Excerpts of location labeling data
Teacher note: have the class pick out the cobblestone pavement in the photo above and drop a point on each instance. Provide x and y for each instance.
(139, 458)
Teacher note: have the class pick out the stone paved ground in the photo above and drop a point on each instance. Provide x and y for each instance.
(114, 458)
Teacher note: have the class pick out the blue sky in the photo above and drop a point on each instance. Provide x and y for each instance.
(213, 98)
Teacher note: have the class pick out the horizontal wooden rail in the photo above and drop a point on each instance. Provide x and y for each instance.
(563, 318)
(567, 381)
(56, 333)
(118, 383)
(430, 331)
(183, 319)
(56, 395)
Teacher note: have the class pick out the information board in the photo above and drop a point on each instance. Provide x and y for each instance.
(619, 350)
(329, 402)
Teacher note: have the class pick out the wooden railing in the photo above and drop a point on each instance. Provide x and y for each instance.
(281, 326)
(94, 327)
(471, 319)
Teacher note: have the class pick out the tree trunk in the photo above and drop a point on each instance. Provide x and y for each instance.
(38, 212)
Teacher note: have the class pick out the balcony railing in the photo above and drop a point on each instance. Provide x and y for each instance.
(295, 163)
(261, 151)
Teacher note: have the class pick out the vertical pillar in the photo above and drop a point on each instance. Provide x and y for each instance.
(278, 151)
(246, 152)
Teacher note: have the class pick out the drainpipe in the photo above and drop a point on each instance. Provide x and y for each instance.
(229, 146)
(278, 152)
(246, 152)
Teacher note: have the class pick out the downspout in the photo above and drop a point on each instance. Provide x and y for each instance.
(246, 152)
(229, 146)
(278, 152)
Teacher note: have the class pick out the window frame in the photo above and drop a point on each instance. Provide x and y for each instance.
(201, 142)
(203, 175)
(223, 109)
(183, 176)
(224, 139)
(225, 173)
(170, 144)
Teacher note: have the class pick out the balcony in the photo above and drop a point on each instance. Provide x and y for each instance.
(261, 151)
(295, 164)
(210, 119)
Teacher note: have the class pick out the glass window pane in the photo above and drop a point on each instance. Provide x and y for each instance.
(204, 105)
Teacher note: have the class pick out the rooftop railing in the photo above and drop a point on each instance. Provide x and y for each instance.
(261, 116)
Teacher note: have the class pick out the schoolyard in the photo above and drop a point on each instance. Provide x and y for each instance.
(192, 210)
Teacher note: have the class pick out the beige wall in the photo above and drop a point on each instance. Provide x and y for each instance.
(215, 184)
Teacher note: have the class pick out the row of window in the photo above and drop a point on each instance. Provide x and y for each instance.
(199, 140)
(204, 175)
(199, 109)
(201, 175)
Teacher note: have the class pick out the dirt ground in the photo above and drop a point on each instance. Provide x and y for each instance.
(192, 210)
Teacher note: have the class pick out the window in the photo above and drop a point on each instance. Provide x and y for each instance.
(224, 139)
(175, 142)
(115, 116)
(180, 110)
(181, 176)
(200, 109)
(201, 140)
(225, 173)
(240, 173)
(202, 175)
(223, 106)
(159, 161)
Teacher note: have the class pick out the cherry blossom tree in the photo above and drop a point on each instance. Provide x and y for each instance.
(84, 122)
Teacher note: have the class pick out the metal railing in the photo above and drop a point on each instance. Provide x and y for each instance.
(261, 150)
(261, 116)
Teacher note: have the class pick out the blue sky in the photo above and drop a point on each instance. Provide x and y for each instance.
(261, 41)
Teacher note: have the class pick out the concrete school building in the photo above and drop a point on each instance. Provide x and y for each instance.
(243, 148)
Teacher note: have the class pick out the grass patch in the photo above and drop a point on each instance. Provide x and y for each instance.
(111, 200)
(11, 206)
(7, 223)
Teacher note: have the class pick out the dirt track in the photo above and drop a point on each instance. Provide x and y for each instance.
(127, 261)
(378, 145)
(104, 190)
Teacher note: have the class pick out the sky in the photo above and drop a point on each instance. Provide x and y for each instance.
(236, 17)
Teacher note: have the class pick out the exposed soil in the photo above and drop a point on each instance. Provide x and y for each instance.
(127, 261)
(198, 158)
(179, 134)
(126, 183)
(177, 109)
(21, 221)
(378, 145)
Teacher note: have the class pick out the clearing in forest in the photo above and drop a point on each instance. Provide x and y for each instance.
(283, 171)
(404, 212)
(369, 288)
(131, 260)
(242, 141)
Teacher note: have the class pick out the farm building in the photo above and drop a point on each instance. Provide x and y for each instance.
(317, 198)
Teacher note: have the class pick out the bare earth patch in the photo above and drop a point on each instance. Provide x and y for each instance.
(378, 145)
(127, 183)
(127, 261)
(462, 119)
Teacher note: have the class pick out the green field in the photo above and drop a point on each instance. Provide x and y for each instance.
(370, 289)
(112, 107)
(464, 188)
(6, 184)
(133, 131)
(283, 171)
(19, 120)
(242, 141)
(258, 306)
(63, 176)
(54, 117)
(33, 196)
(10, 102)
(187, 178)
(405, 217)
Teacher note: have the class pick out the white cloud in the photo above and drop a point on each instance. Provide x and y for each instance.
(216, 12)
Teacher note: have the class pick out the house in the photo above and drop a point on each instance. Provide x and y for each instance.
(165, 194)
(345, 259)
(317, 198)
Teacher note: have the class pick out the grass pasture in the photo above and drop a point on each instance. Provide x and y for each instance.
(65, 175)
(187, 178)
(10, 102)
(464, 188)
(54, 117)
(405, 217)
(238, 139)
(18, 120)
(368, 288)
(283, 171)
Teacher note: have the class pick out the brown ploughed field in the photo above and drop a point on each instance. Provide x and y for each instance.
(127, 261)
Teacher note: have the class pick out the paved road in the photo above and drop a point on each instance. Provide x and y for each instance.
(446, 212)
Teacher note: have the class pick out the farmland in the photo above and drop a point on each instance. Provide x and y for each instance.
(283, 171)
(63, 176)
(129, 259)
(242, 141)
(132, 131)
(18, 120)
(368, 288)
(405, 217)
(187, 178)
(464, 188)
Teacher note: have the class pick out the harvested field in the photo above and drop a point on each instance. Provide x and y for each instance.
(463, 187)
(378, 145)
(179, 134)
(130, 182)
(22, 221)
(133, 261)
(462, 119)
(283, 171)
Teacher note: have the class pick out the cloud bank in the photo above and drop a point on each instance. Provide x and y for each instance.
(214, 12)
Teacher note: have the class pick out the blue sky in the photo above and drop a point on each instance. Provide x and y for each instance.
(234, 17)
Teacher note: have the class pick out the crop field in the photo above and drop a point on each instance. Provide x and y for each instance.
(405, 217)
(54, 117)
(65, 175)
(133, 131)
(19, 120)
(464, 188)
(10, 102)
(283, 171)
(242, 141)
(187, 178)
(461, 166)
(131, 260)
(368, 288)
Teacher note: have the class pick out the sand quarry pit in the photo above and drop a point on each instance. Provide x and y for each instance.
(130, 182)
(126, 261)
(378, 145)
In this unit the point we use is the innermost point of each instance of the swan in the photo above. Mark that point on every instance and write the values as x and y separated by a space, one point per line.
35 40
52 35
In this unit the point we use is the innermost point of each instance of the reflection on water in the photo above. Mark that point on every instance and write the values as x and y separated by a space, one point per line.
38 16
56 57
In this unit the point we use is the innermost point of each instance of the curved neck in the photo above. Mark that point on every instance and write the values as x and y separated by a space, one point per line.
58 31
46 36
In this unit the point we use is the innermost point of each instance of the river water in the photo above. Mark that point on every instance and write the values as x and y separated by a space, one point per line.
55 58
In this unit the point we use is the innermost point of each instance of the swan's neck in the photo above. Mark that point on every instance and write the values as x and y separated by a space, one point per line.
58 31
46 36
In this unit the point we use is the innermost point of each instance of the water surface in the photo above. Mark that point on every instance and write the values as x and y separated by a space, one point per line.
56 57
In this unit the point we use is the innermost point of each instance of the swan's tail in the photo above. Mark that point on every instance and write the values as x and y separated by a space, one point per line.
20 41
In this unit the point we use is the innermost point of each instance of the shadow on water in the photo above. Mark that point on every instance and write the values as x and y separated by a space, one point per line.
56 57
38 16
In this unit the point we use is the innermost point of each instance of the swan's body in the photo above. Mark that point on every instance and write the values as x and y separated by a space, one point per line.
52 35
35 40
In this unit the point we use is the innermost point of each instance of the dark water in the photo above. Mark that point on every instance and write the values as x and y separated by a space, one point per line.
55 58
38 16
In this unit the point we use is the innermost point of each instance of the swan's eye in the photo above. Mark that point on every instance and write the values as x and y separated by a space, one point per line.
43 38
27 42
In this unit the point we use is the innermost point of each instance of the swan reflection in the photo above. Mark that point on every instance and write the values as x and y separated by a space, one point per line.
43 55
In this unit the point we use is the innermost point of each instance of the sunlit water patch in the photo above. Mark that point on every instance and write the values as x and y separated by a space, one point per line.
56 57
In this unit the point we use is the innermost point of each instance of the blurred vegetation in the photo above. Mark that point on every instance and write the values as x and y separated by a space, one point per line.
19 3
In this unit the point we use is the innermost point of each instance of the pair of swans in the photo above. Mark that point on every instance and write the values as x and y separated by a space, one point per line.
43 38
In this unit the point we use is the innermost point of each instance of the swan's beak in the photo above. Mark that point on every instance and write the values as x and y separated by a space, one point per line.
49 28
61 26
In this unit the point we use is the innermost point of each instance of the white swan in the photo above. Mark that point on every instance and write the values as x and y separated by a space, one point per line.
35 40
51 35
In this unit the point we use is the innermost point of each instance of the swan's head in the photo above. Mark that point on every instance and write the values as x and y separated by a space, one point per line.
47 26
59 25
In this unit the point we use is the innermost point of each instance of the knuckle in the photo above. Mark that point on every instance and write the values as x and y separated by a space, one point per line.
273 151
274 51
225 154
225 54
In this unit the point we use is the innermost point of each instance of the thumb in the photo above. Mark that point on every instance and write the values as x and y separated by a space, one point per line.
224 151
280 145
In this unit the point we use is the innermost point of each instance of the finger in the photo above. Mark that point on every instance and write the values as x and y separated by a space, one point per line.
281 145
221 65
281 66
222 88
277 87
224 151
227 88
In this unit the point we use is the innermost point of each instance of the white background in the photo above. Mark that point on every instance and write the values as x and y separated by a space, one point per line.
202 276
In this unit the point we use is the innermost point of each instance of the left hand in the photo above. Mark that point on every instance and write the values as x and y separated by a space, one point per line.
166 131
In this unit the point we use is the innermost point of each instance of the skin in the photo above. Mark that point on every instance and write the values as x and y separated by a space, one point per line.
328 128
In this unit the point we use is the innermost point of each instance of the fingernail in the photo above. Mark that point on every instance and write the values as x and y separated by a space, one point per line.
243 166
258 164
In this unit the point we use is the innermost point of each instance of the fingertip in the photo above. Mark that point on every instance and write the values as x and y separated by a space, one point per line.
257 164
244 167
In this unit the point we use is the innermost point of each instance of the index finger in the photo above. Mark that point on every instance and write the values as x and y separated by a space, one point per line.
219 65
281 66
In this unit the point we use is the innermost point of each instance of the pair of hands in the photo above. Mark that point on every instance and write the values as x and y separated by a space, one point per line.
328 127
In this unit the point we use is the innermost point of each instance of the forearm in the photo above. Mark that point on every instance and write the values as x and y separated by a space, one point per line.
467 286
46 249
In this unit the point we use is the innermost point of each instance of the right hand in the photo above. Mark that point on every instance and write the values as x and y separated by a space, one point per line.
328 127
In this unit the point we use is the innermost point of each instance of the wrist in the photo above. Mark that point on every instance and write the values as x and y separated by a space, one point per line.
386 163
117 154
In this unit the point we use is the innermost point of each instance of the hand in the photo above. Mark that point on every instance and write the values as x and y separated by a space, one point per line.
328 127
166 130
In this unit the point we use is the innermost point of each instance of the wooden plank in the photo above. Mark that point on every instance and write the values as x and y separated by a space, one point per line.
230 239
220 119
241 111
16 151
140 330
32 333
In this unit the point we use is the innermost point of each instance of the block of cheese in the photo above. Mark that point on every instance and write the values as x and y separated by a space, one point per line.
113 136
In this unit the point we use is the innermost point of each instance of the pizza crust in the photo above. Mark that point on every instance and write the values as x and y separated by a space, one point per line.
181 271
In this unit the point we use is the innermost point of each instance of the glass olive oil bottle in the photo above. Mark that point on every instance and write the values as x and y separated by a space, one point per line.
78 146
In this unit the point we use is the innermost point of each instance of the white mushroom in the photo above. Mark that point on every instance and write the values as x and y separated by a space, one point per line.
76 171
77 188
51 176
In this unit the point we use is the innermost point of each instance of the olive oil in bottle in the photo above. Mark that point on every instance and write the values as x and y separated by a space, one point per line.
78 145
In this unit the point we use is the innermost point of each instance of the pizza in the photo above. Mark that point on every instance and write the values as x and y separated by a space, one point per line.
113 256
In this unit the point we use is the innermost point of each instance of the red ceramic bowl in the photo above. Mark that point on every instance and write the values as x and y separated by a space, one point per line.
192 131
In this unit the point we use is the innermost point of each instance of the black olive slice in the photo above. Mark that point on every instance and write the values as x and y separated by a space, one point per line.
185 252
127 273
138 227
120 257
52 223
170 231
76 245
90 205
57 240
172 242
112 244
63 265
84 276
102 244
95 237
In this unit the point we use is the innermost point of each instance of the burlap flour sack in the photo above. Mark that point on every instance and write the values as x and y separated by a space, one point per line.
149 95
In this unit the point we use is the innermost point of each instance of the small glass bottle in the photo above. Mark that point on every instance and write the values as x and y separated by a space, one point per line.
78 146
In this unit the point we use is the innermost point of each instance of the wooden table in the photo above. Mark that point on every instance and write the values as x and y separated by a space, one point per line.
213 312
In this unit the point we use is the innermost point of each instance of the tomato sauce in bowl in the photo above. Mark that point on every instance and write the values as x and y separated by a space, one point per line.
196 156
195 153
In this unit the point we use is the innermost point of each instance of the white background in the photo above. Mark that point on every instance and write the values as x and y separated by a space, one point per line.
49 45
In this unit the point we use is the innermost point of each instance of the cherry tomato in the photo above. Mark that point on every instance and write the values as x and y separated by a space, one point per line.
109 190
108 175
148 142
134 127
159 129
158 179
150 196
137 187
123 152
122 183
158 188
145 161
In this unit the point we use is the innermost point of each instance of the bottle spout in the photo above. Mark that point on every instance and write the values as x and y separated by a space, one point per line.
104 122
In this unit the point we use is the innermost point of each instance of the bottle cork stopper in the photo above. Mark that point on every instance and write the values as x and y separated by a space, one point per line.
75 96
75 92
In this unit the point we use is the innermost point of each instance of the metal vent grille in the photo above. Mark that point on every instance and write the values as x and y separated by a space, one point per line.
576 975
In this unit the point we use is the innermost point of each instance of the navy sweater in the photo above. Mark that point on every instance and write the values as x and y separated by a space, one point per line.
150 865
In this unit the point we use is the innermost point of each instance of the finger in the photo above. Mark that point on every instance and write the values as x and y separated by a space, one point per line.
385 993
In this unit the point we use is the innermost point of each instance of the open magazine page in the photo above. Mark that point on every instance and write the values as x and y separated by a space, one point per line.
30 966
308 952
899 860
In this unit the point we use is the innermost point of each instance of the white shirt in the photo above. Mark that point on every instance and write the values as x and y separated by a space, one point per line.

* Exercise brief: Exactly and exclusively, repeat the lines from the line that contains "of the open" through the end of the records, both ends included.

* Output of the exercise:
In this unit the point we use is the innermost point of each instance of the open magazine page in the photo above. Mark that point on every instance and write the values as x and y separated by a space, one point per line.
30 966
308 952
899 860
In this unit the point we use is the innermost point of each instance of the white shirt in the photo above. Mark that point on every instance and write the values as x and y separated by a space, one point per line.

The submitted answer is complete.